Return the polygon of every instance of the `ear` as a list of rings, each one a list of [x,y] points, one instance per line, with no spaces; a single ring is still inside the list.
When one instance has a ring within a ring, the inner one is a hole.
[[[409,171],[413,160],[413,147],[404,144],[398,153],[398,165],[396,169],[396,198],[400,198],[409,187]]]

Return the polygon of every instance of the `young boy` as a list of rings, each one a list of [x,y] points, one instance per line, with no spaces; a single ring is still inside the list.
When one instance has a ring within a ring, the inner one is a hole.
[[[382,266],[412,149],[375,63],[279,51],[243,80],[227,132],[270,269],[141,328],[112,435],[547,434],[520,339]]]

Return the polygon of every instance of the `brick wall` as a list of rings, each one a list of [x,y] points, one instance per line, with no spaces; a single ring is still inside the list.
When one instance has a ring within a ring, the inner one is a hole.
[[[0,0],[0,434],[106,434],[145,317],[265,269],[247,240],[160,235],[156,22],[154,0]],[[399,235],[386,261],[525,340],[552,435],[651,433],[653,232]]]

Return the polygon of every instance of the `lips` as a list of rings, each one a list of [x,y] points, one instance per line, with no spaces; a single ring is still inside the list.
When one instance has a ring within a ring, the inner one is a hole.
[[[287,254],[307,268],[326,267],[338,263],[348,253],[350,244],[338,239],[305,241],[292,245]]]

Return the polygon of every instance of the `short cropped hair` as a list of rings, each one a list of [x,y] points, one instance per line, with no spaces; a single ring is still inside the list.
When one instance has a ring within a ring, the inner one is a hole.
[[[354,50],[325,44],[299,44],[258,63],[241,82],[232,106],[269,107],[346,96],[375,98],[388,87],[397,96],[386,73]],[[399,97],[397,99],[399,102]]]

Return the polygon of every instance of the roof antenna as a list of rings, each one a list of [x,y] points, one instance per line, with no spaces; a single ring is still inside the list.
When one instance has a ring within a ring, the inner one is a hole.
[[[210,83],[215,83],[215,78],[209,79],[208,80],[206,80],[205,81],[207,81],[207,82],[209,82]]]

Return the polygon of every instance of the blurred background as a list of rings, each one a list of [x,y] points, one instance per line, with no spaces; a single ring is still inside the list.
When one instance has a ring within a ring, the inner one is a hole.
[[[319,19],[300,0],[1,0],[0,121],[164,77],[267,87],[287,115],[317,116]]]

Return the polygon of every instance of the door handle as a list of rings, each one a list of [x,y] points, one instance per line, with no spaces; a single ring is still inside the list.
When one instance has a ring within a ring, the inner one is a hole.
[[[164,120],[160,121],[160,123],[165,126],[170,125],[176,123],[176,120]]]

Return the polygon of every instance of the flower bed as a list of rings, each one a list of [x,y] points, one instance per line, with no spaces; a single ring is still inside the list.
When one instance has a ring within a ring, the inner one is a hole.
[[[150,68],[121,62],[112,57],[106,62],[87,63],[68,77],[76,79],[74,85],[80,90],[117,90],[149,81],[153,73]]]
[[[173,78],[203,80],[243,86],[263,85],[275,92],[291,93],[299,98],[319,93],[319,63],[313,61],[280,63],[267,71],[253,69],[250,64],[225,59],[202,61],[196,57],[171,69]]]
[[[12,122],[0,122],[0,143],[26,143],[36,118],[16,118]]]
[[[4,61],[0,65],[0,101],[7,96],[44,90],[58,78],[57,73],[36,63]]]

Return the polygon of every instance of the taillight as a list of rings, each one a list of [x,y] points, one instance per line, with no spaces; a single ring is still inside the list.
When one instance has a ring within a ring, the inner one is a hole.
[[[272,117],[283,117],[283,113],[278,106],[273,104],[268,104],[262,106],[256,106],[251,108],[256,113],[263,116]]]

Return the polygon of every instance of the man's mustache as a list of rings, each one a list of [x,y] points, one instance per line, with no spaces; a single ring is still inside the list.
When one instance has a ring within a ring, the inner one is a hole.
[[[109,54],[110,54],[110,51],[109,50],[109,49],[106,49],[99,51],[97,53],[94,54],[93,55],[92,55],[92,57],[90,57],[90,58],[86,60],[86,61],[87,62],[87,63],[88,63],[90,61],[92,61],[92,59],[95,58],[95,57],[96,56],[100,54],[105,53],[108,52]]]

- - -

Print the data again without any change, starting at the line that contains "Return the polygon of every instance of the taillight" and continuing through the last line of the data.

Return the polygon of every instance of the taillight as a list of rings, each one a list of [x,y] points, one instance per line, with no spaces; a single ring is still inside the list.
When one instance has a ring within a ring, the inner one is a hole.
[[[272,117],[283,117],[283,113],[278,106],[273,104],[268,104],[262,106],[256,106],[251,108],[256,113],[263,116]]]

Return the polygon of every instance of the man's mustache as a list of rings, each one a list of [x,y] points, one instance per line, with no spaces; a single ring is still inside the list.
When one instance has a ring within a ring, the inner one is a hole.
[[[109,54],[110,54],[110,51],[109,50],[109,49],[106,49],[99,51],[97,53],[94,54],[93,55],[92,55],[92,57],[90,57],[90,58],[86,60],[86,61],[87,62],[87,63],[88,63],[90,61],[92,61],[92,59],[95,58],[95,57],[96,56],[100,54],[105,53],[108,52]]]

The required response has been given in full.